→ **Texte du document**:
- - - - - - -
N°110

Mana (Fidji): une île touristique divisée

Mana Island, dans l'archipel des Mamanuca (fig. 1), ne figure pas dans les ouvrages récents de Marie Redon (2010) ou de Godfrey Baldacchino (2013) sur les îles divisées. Pourtant, cette modeste île, s'étirant sur 1,2 km2, est coupée en deux par une clôture de deux mètres de haut avec portillons et guérite. Une telle infrastructure a de quoi surprendre sur une île touristique. Essayons d'en comprendre les tenants et les aboutissants.

1. Les îles Fidji

Avec 675 000 touristes en 2011, les Fidji sont, de très loin, la première destination touristique du Pacifique Sud. Ce micro-État de 837 000 habitants au recensement de 2007 profite de la prospérité économique de la zone Asie-Pacifique puisque la fréquentation touristique a progressé de 24% en cinq ans. Depuis la fin des années 1980, les revenus du tourisme sont très supérieurs à ceux de l’industrie sucrière (Narayan, 2000) et représentent 27,8% du PIB fidjien en 2011. Les Australiens forment un peu plus de la moitié du flux, suivis par les Néo-Zélandais (15%) et les Étatsuniens (8%). La fréquentation asiatique reste modeste, ne représentant que 9% du total avec des évolutions contraires. D’un côté, on assiste à un effondrement des arrivées de Japonais (26 000 en 2002, 9 600 en 2011). De l’autre, les Chinois qui ont commencé à venir en 2009 sont désormais plus de 24 000 (Fiji Bureau of Statistics). Ce marché prometteur est desservi, depuis 2010, par deux vols directs hebdomadaires Fidji-Hong Kong assurés par Fiji Airways. L’obtention d’un visa à l’arrivée facilite les démarches administratives des Chinois.

2. Paysage de l’archipel des Mamanuca
Vue prise du sommet de Mana Island (60 m d’altitude) en direction du sud-est. Les îles Malolo et Qalito apparaissent en arrière-plan. On remarque les constructions coralliennes frangeant le littoral. (cliché: J.-Ch. Gay, 2010)

Le tourisme est très concentré sur le littoral sud-occidental de Viti Levu, l’île principale des Fidji. Près de 60% de la fréquentation et des revenus se répartissent à peu près équitablement entre la Côte de Corail, les environs de Nadi et les archipels des Mamanuca et des Yasawa. Une telle localisation est d’abord liée à la proximité de la porte d’entrée internationale des Fidji, l’aéroport de Nadi, qui fut une escale obligatoire entre l’Australie ou la Nouvelle-Zélande et l’Amérique du Nord jusqu’aux années 1970 (Britton, 1980). Le ravitaillement des avions donna naissance dans les environs de l’aéroport, dès le milieu du siècle dernier, à une hôtellerie pour les passagers en transit, mais aussi, sur la la Côte de Corail et dans les îles, à des établissements destinés à une clientèle séjournant plus longuement et recherchant le Sea, Sand and Sun (Lockhart, 1993). On reconnaît là un des principes majeurs de l’organisation spatiale du tourisme dans les îles intertropicales (Gay, 2000). Deux autres avantages y encouragèrent également le développement touristique: un climat ensoleillé et moins arrosé que dans la partie orientale de Viti Levu; de nombreux terrains en libre propriété pour construire des hôtels (Ward, Chandra, 1997).
- - - - - - -
→ **Tâche assignée A**:
Répondez aux questions suivantes à partir du texte sur Mana Island :
(i) Quelle est la superficie de Mana Island ?
(ii) Quelle part du PIB fidjien les revenus du tourisme représentent-ils en 2011 ?
(iii) Quel aéroport constitue la porte d'entrée internationale des Fidji ?
→ **Tâche assignée B**: Prolongez le texte sur Mana Island en reprenant juste après sa dernière phrase.
- - - - - - -
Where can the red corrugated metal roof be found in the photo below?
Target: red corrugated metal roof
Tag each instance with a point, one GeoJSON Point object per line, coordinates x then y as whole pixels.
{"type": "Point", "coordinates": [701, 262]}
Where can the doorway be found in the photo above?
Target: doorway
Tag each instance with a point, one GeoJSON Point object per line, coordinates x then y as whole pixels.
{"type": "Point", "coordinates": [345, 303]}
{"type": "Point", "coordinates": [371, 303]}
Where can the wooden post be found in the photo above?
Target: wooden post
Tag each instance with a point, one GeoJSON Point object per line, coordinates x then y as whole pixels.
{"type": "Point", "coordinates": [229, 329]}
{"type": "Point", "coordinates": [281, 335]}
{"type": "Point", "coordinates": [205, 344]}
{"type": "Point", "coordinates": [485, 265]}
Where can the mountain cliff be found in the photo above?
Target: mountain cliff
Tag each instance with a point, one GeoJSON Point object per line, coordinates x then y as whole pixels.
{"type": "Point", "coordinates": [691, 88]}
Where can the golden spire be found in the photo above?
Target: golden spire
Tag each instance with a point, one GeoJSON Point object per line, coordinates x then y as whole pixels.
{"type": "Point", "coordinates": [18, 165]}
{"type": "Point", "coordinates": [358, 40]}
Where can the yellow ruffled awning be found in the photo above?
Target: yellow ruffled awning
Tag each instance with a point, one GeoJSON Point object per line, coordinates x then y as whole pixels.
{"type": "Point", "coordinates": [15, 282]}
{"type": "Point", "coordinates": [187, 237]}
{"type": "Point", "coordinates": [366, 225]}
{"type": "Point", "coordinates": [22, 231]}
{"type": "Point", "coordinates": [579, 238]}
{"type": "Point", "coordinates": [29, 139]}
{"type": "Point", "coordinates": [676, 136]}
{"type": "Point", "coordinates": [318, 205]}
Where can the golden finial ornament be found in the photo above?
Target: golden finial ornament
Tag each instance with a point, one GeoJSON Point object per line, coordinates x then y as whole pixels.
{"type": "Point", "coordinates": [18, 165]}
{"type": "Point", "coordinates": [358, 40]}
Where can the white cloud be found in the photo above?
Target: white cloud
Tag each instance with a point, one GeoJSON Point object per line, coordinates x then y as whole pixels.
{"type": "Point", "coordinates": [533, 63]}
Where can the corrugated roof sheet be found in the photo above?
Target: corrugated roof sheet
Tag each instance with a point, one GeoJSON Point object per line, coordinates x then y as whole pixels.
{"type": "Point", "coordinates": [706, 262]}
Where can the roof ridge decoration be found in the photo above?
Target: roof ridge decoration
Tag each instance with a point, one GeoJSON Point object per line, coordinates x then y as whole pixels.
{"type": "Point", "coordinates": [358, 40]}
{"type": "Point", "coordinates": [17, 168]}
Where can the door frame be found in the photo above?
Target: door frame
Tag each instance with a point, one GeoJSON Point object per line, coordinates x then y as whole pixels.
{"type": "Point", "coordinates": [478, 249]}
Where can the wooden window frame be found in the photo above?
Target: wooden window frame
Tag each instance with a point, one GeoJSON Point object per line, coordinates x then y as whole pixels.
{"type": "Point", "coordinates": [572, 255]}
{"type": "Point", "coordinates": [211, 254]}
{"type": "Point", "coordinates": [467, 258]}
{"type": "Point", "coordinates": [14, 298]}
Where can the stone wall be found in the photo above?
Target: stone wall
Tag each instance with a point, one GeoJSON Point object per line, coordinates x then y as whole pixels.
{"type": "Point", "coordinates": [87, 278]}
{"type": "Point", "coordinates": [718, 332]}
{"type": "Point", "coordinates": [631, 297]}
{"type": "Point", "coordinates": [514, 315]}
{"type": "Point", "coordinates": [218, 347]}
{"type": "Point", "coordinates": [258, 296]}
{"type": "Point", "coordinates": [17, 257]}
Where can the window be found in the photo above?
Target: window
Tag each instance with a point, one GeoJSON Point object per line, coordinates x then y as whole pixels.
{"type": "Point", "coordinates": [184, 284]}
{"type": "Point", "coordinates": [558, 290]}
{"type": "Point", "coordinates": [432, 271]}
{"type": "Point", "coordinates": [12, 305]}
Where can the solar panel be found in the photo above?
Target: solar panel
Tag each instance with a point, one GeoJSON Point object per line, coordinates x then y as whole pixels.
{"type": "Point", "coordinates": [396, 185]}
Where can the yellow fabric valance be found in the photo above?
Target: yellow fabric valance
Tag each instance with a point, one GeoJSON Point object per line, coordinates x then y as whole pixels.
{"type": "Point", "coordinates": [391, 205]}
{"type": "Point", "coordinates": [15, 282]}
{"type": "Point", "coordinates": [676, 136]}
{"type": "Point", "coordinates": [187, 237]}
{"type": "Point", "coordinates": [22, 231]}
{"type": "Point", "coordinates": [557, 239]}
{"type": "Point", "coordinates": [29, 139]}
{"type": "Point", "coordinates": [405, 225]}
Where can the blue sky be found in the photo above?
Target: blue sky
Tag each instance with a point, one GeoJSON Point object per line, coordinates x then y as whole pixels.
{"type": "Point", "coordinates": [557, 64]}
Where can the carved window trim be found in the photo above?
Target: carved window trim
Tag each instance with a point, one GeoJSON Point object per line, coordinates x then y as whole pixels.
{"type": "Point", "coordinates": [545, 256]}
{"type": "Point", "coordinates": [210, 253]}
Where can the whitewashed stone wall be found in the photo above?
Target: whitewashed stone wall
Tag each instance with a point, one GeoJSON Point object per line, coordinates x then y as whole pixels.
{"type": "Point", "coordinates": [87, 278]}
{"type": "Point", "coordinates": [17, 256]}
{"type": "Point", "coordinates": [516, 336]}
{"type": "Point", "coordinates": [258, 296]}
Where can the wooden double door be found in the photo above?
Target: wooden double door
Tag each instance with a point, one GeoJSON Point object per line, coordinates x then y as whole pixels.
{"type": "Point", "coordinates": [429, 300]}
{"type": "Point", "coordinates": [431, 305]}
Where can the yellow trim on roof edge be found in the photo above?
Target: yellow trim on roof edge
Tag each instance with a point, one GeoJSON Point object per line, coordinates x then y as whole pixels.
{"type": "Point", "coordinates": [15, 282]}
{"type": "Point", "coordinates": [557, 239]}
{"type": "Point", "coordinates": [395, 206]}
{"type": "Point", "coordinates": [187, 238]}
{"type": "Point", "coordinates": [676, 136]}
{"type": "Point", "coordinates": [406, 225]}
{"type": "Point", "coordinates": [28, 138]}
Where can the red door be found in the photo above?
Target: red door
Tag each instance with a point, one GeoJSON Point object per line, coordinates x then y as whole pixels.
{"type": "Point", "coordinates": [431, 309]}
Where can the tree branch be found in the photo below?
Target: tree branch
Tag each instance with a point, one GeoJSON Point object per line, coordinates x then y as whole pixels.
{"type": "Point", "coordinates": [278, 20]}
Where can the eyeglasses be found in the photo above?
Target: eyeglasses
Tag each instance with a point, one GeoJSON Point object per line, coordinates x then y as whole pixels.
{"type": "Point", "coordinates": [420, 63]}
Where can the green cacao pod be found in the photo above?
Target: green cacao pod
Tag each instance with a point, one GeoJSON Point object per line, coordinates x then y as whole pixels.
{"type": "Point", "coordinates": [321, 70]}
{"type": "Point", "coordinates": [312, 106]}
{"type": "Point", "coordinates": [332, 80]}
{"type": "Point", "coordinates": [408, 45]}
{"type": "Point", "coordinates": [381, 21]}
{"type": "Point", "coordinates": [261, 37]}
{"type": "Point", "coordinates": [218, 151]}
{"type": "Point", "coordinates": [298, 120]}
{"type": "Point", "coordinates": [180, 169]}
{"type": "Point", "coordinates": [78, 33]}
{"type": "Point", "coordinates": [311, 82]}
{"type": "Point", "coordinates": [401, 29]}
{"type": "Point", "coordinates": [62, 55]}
- - - - - - -
→ **Résultat obtenu A**:
(i) 1,2 km2
(ii) 27,8 %
(iii) L'aéroport de Nadi

→ **Résultat obtenu B**:
À quelques dizaines de kilomètres de Nadi, l’archipel des Mamanuca correspond parfaitement à l’image du paradis insulaire tropical avec ses petites îles aux plages de sable blanc et ses eaux bleu turquoise (fig 2). Certaines sont habitées, d’autres pas. À partir de 1966, avec l’ouverture du Castaway Island Resort (King, 1997), le tourisme les a largement investies, puisque leur capacité d’hébergement hôtelier dépasse les 2 300 lits et de petits bateaux de croisière les sillonnent. Certaines ne sont que visitées, telle Monuriki où a été tourné le film de Robert Zemeckis, avec Tom Hanks, Seul au Monde (Cast Away), sorti en 2000. D’autres sont des îles-hôtels, telles Vunavadra, Tai ou Kadavu.

3. Plan du Mana Island Resort and Spa 4. Plage nord du Mana Island Resort and Spa
À noter que le village de Yaro Levu n’est pas figuré sur ce plan alors qu’il se trouve juste à l’est de la jetée. (cliché: J.-Ch. Gay, 2010) Dans la matinée et à marée basse, la plage est bien vide. (cliché: J.-Ch. Gay, 2010)

Enfin, sur quelques-unes se côtoient villages et hôtels comme à Malolo ou Mana. Cette dernière compte quelques centaines de résidents et accueille un des plus anciens et des plus importants resorts de l’archipel. Le Mana Island Resort and Spa totalise 286 lits en bungalows ou dans de petits bâtiments, dispersés sur un domaine arboré (fig. 3). Cet hôtel «quatre étoiles» de bon niveau est apprécié des Japonais et d’une clientèle familiale, surtout australienne et néo-zélandaise, pour ses deux plages (fig. 4), ses équipements sportifs et de loisirs (fig. 5) et les nombreuses activités nautiques offertes, du snorkeling à la planche à voile, en passant par la plongée ou le canoë. Son accès est facilité par une piste d’aviation permettant des vols affrétés de et vers l’aéroport international de Nadi, à une trentaine de kilomètres (fig. 6).

5. La piscine du Mana Island Resort and Spa 6. L’aérogare du Mana Island Resort and Spa
Se confondant avec l’océan Pacifique, l’eau de la piscine n’est ondulée que par l’alizé et attend des touristes décidemment peu matinaux. (cliché: J.-Ch. Gay, 2010) Au milieu des bancs sur lesquels on patiente paisiblement, une balance permet de peser les bagages qui seront embarqués dans le bimoteur DHC-6 Twin Otter. (cliché: J.-Ch. Gay, 2010)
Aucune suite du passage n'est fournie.